▶ **Selected text**
::::::

In 2009 I began an internship at the Innovation Unit in London. It being an internship, I was doing a little of everything, but my main project was Learning Futures, whose goal was to make school more engaging for students.
Learning Futures was led by David Price, a musician who’d co-founded the Liverpool Institute for Performing Arts with, among others, Sir Paul McCartney, and who had already achieved extraordinary success with “Musical Futures.”
Musical Futures aimed to transform how music was taught in schools across the UK. At its heart was the insight that when people learn a musical instrument informally, they nearly always start by trying to learn a song that they want to be able to play. And if they can, they start playing in a band with their friends.
This is not, traditionally, how it works when you study music in school, where “learning to play a song you like” is, at best, the reward at the end of a long process of developing technical fluency through exercises designed to drill you in specific techniques. In Musical Futures, the kids didn’t even start by choosing an instrument. They chose a song, and, with support, worked out how to play it with their friends, trying out different instruments as they went. Unsurprisingly, this approach proved extremely popular.
The reason I’m writing about David Price in this newsletter is that David died of cancer in May. His is a tremendous loss to education, to the world, and, let’s not kid ourselves, to me. David’s presence was somehow both electrifying and totally unprepossessing. In his presence, the world just seemed like a warmer, funnier place, alive with boundless possibilities. It was only in his absence that you realized it felt like this because of him, though with any luck some of that magic had rubbed off on you by then. The world is full of people who have learned to be a little warmer, a little funnier, and a little more alive to possibility because of the time we spent with David.
To be honest, while my overwhelming feeling when I think of David is gratitude for having known him, I also feel regret—for never having him on the podcast, for just not keeping in touch as much as I might have. David was sort of my boss when I was at the Innovation Unit, but when you’re an intern everyone is your boss. The word that really comes to mind when I think of him is “mentor.” If this makes you think of anyone in your life, and they’re still around, send them an email. Please.

::::::

▶ **Provided material**

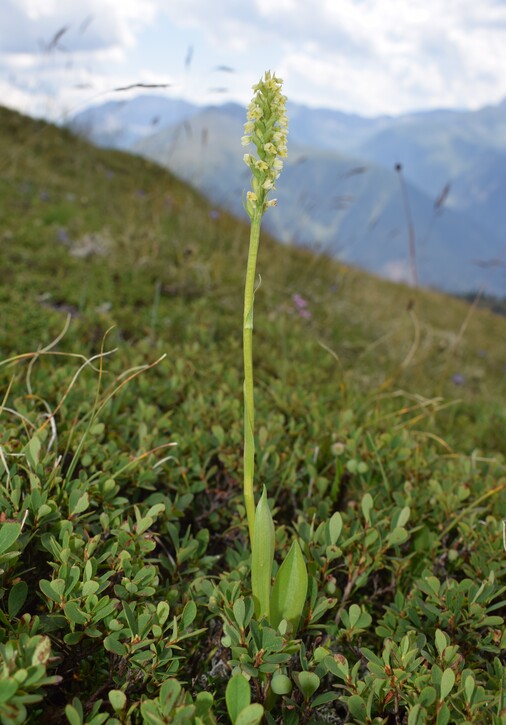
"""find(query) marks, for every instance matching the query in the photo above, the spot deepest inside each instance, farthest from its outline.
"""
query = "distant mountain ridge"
(348, 204)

::::::

▶ **What you need to do**
(1) From the passage about David Price, write out the part from "Learning Futures was" to "with their friends.".
(2) Answer these questions using the passage about David Price:
(a) Where did the internship that began in 2009 take place?
(b) In Musical Futures, what did the kids choose first instead of an instrument?
(c) In what month did David Price die?

▶ **Results for each task**
(1)
Learning Futures was led by David Price, a musician who’d co-founded the Liverpool Institute for Performing Arts with, among others, Sir Paul McCartney, and who had already achieved extraordinary success with “Musical Futures.”
Musical Futures aimed to transform how music was taught in schools across the UK. At its heart was the insight that when people learn a musical instrument informally, they nearly always start by trying to learn a song that they want to be able to play. And if they can, they start playing in a band with their friends.

(2)
(a) At the Innovation Unit in London.
(b) A song.
(c) May.